Nobody will tell you that and only a budget wonk like me can dig those numbers out of the boston.gov. They won't give them to you - I've tried. Crickets.
You hate the $ spent by the city on the schools. You go on and on (often with demostrably inaccurate details) about how inefficient and wasteful the Ed budget is. You take many digs at the teacher's union.
To claim you 'have no dog in this fight' is just mendacious.
I've said many times I don't mind spending the money - if it's well spent. I've long said there's probably about 15% fat in the school budget - lo and behold the school committee's own subcommittee recently came up with 10% - and I'm betting there's a 5% sharper pencil out there if you want to find it.
Note - that 10% isn't 10% on the parks budget effectively nothing. It's $100 million of fat.
Name me a "demonstrably inaccurate detail"? You have a disagreement- fine - cite me numbers - not subjective accusations.
Your hatred of unions is quite apparent. Exactly how are unions responsible for fixing schools? Wouldn't that be the administrations job? Get a clue you labor hating elitist
...that is a pretty pointless post. So you think we don't need unions? Or we just need them until we don't need them anymore and you'll let us know when that is? And how exactly does unionizing bad employees turn them into better employees? Were you drinking Drano when you wrote this?
Just a little fed up with the labor love crap. unions had their point many years ago. Most are thankfully now gone outside a few areas except public employees. Many of them now exist more for the union bosses than the rank and file.

■ ■ ■ ■ ■ ■ ■

Task 1
Using the comment thread on the Boston school budget, decide whether each statement agrees with it. Answer yes or no for each, quoting the words of the thread that decide it.
(a) A subcommittee of the school committee arrived at a figure of 10%.
(b) One commenter puts that 10% at $100 million.
(c) One commenter says unions are now mostly gone, public employees included.

Task data

■ ■ ■ ■ ■ ■ ■

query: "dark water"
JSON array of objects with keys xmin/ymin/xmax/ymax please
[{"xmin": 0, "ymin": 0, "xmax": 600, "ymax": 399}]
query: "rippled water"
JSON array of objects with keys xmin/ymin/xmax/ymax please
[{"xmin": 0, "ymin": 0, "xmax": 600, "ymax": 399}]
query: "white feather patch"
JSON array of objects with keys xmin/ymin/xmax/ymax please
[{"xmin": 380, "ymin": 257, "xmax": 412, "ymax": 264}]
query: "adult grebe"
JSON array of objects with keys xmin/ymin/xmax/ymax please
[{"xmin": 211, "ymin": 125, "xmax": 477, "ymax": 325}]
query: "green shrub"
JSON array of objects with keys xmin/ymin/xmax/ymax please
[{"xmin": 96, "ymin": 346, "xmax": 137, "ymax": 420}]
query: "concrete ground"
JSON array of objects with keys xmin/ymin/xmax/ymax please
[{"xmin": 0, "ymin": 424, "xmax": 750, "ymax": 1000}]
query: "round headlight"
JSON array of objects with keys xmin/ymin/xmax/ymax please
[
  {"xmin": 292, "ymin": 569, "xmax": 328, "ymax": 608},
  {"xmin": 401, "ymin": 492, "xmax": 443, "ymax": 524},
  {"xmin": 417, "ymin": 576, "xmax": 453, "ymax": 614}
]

■ ■ ■ ■ ■ ■ ■

Task 2
Reproduce the whole listing above, renaming "query" to "label" wherever it occurs and leaving everything else unchanged.

Task output 1
(a) Yes: "lo and behold the school committee's own subcommittee recently came up with 10%"
(b) Yes: "It's $100 million of fat."
(c) No: "Most are thankfully now gone outside a few areas except public employees."

Task output 2
label: "dark water"
JSON array of objects with keys xmin/ymin/xmax/ymax please
[{"xmin": 0, "ymin": 0, "xmax": 600, "ymax": 399}]
label: "rippled water"
JSON array of objects with keys xmin/ymin/xmax/ymax please
[{"xmin": 0, "ymin": 0, "xmax": 600, "ymax": 399}]
label: "white feather patch"
JSON array of objects with keys xmin/ymin/xmax/ymax please
[{"xmin": 380, "ymin": 257, "xmax": 412, "ymax": 264}]
label: "adult grebe"
JSON array of objects with keys xmin/ymin/xmax/ymax please
[{"xmin": 211, "ymin": 125, "xmax": 477, "ymax": 325}]
label: "green shrub"
JSON array of objects with keys xmin/ymin/xmax/ymax please
[{"xmin": 96, "ymin": 346, "xmax": 137, "ymax": 420}]
label: "concrete ground"
JSON array of objects with keys xmin/ymin/xmax/ymax please
[{"xmin": 0, "ymin": 424, "xmax": 750, "ymax": 1000}]
label: "round headlight"
JSON array of objects with keys xmin/ymin/xmax/ymax please
[
  {"xmin": 292, "ymin": 569, "xmax": 328, "ymax": 608},
  {"xmin": 401, "ymin": 492, "xmax": 443, "ymax": 524},
  {"xmin": 417, "ymin": 576, "xmax": 453, "ymax": 614}
]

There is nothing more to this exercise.